• To be done: Collect every line in the items below that contains the word "list" and copy each one in full. The match is case-sensitive.

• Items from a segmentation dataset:
◇ ◇ ◇ ◇ ◇
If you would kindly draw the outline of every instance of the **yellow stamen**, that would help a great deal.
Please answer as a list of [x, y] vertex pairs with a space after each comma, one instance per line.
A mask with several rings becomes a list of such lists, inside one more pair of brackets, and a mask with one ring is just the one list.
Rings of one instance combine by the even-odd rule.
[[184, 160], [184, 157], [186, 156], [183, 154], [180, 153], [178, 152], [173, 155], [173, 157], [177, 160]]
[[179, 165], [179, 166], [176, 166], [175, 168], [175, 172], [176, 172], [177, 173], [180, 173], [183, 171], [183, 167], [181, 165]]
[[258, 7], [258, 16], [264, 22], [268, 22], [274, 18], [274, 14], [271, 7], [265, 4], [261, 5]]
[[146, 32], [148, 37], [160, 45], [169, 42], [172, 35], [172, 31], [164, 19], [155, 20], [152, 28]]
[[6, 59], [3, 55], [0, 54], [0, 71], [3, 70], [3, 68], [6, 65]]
◇ ◇ ◇ ◇ ◇
• Response to the task:
Please answer as a list of [x, y] vertex pairs with a space after each comma, one instance per line.
A mask with several rings becomes a list of such lists, inside one more pair of brackets, and a mask with one ring is just the one list.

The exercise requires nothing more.